> **Directions**
Please write out exactly the lines that begin at the line containing "Objective — one point per instance of the hoodie" and run to the end of the records.

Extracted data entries

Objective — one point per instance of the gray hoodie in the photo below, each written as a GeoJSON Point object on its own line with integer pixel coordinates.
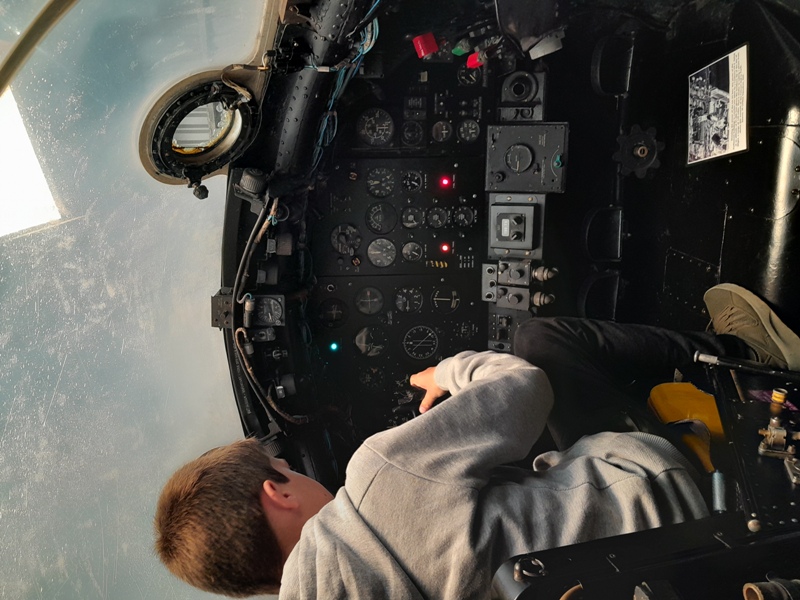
{"type": "Point", "coordinates": [429, 511]}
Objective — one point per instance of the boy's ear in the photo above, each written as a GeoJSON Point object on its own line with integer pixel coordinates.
{"type": "Point", "coordinates": [277, 495]}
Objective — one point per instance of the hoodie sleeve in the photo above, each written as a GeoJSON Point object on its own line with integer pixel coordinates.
{"type": "Point", "coordinates": [498, 409]}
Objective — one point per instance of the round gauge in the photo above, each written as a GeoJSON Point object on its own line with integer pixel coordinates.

> **Reply to the exercise**
Objective — one point per instance of the hoodie sleeve in the photo above, each written as a GeoJSON Point object on its own line with integer pixel coordinates.
{"type": "Point", "coordinates": [498, 409]}
Objective — one point per instance of the round gauge in the photo above, each written as a GeoJSON Point object on its own line with integer pixel coordinates.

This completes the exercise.